### Problems to solve
1. According to the summary of offer letter terms, what is the term of the initial stock option grant?
2. Continue the summary of offer letter terms from the point at which it stops.

### Extract
━━━━

The material terms of our offer letter to Ms. Shoquist, dated September 13, 2007, which describes the terms of Ms. Shoquist’s employment with the Company, are as follows:
Base salary of $275,000 per year.
Participation in the NVIDIA Corporation Fiscal Year 2008 Variable Compensation Plan, or the Plan, with a target variable compensation amount equal to $225,000 pro-rated based on Ms. Shoquist’s start date. Pursuant to the terms of the Plan, Ms. Shoquist’s variable compensation payout will be based fifty percent (50%) on the Company performance against certain pre-established objectives and fifty percent (50%) on the achievement of pre-established individual key objectives. A description of the Plan is contained in our definitive proxy statement for the Company’s 2007 Annual Meeting of Stockholders filed with the Securities and Exchange Commission on May 9, 2007. The Plan is filed as Exhibit 10.1 to our Form 8-K filed with the Securities and Exchange Commission on April 5, 2007.
An initial stock option grant to purchase 250,000 shares of NVIDIA common stock. The exercise price of the stock option grant will be the closing price as reported on the NASDAQ Global Select Market on October 5, 2007. The grant will vest in equal quarterly installments over a three year period beginning on Ms. Shoquist’s start date. The option will have a term of six years. The terms of the option will be governed by the terms of the Company’s 2007 Equity Incentive Plan which is filed as Exhibit 10.1 to the Company’s Form 8-K filed with the Securities and Exchange Commission on June 27, 2007.

━━━━

(Coordinate annotation listing)
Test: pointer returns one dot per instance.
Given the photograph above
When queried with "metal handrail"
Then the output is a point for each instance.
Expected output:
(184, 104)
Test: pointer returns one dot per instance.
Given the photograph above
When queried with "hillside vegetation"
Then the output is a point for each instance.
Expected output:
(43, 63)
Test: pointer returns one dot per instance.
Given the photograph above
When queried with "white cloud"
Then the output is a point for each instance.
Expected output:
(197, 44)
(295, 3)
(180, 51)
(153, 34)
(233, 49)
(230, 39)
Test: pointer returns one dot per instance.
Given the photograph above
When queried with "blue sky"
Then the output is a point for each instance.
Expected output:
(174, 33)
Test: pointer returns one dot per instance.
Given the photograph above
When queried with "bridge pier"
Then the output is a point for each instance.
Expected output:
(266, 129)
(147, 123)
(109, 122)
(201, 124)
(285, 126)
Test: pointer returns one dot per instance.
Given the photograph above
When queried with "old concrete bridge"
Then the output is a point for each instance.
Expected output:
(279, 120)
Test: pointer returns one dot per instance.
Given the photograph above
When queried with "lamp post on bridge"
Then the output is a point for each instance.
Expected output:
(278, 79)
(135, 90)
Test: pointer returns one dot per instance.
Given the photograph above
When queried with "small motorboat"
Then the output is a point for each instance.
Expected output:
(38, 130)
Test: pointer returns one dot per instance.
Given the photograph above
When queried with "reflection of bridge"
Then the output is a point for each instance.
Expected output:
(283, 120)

━━━━

### The responses
1. Six years.

2.
- Eligibility to participate in our 1998 Employee Stock Purchase Plan which is filed as Exhibit 99.4 to the Company’s Form S-8 filed with the Securities and Exchange Commission on December 8, 2000.
Eligibility to participate in our comprehensive benefit programs.
SIGNATURES
Pursuant to the requirements of the Securities Exchange Act of 1934, the registrant has duly caused this report to be signed on its behalf by the undersigned hereunto duly authorized.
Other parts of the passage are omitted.